── THE DATA ──

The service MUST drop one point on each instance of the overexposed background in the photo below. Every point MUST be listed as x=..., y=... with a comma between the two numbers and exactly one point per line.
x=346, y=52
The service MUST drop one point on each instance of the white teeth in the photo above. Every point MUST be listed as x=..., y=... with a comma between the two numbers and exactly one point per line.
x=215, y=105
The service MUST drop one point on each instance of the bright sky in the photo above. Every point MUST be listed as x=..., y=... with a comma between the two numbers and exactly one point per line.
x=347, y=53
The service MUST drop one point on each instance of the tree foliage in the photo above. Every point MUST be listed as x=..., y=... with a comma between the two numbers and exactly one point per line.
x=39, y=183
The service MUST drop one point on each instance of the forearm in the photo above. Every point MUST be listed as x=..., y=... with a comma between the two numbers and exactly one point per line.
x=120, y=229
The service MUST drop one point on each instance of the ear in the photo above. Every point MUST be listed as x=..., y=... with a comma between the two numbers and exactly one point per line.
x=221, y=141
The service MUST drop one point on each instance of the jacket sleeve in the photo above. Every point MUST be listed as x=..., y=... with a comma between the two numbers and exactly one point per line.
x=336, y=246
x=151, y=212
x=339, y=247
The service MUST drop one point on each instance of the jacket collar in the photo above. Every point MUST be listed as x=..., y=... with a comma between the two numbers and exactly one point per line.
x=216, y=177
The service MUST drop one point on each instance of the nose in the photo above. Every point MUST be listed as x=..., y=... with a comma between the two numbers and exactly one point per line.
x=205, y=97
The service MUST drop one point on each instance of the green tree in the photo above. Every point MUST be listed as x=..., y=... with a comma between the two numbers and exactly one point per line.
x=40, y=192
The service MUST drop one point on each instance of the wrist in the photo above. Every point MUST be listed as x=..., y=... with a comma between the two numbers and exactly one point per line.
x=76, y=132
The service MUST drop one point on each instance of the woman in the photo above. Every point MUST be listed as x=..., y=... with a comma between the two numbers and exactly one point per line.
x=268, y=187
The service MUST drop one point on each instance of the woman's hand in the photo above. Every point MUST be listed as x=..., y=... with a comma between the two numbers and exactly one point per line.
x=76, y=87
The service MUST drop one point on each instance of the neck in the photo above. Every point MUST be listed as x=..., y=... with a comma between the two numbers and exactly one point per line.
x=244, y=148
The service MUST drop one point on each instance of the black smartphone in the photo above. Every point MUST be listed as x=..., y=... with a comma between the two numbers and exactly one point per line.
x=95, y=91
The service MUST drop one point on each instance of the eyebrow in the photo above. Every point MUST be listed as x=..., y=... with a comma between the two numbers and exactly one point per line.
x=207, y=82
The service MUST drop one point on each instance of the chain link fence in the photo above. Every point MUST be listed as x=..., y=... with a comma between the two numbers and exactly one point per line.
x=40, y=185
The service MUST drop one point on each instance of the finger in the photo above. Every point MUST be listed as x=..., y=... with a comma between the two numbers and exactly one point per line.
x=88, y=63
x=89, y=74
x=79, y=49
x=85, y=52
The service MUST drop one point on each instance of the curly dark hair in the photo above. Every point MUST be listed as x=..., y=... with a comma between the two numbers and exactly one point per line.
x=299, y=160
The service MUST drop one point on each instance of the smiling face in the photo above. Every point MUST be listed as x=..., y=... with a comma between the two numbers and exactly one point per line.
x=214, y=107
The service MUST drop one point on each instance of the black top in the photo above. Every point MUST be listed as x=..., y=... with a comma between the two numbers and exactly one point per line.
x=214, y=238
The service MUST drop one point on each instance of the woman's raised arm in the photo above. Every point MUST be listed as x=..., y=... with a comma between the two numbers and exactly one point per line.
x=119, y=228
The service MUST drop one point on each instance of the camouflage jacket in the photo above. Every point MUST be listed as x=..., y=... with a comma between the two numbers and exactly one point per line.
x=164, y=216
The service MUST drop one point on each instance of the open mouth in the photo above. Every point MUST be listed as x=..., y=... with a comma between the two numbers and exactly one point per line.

───

• WHAT NEEDS TO BE DONE:
Nothing in the records should differ from the original when you retype them.

• EXERCISE ANSWER:
The service MUST drop one point on each instance of the overexposed background in the photo below. Every point MUST be listed as x=..., y=... with a comma between the two numbers and exactly one point per line.
x=346, y=52
The service MUST drop one point on each instance of the white teeth in the photo above. Every point MUST be listed as x=..., y=... with a comma between the two numbers and exactly one point per line.
x=215, y=105
The service MUST drop one point on each instance of the bright sky in the photo above. Every point MUST be listed as x=..., y=... with a comma between the two numbers and exactly one point per line.
x=347, y=53
The service MUST drop one point on each instance of the tree foliage in the photo above. Every point MUST be listed as x=..., y=... with a comma between the two numbers and exactly one point per line.
x=39, y=183
The service MUST drop one point on each instance of the forearm in the photo above. Every point MUST be listed as x=..., y=... with a comma between the two numbers and exactly one point per line.
x=120, y=229
The service MUST drop one point on each instance of the ear in the photo above. Every point MUST be listed as x=..., y=... with a comma between the two numbers and exactly one point per line.
x=221, y=141
The service MUST drop one point on each instance of the jacket sleeve in the photo above. Every point MUST be listed as x=..., y=... with a comma between the two numbers and exactly one point per line.
x=336, y=246
x=151, y=212
x=339, y=247
The service MUST drop one point on each instance of the jacket collar in the photo above. Every point MUST be listed as x=..., y=... with a comma between the two numbers and exactly one point per line.
x=216, y=177
The service MUST drop one point on each instance of the nose in the photo above. Every point MUST be listed as x=..., y=... with a comma between the two numbers and exactly one point per line.
x=205, y=97
The service MUST drop one point on each instance of the green tree in the photo above. Every point MUST be listed as x=..., y=... with a comma between the two numbers and exactly one point per line.
x=40, y=192
The service MUST drop one point on each instance of the wrist in the photo above. Every point MUST be listed as x=..., y=... with a comma between the two numbers and exactly one point per line.
x=76, y=132
The service MUST drop one point on each instance of the woman in the photo above. Every point MUST be listed as x=..., y=... with a comma between the two numbers and exactly one point per line.
x=268, y=187
The service MUST drop one point on each instance of the woman's hand in the photo above. Every point MUST be listed as x=..., y=... with a comma between the two numbers and exactly one point per line.
x=76, y=87
The service MUST drop one point on each instance of the neck in the photo above. Every point MUST be listed as x=..., y=... with a comma between the two numbers and exactly one point per line.
x=244, y=148
The service MUST drop one point on each instance of the black smartphone in the photo above. Every point MUST be listed as x=..., y=... with a comma between the two numbers and exactly one point per line.
x=95, y=91
The service MUST drop one point on each instance of the eyebrow in the photo above. Every point MUST be listed as x=..., y=... with a comma between the two numbers and exactly one point per line.
x=207, y=82
The service MUST drop one point on each instance of the chain link fence in the photo above. Every point MUST be listed as x=..., y=... with a comma between the two numbers and exactly one point per line.
x=40, y=185
The service MUST drop one point on each instance of the finger in the photo above. Every point MUST be listed as x=..., y=... with a comma between the two numbers and exactly one point per line.
x=88, y=63
x=89, y=74
x=79, y=49
x=85, y=52
The service MUST drop one point on each instance of the curly dark hair in the photo above. Every point MUST be listed as x=..., y=... with a comma between the two numbers and exactly one point per line.
x=299, y=160
The service MUST drop one point on each instance of the smiling face in the photo above. Every point MUST be listed as x=..., y=... with a comma between the two numbers and exactly one point per line.
x=214, y=107
The service MUST drop one point on each instance of the black top in the photo above. Every point MUST be listed as x=..., y=... with a comma between the two numbers and exactly one point per line.
x=214, y=238
The service MUST drop one point on each instance of the woman's raised arm in the photo above. Every point MUST be listed as x=..., y=... with a comma between the two numbers and exactly one point per line.
x=119, y=228
The service MUST drop one point on each instance of the camouflage jacket in the photo above. Every point MUST be listed as x=..., y=... with a comma between the two numbers and exactly one point per line.
x=164, y=216
The service MUST drop one point on each instance of the open mouth in the photo above. Every point MUST be listed as x=..., y=... with a comma between the two numbers and exactly one point per line.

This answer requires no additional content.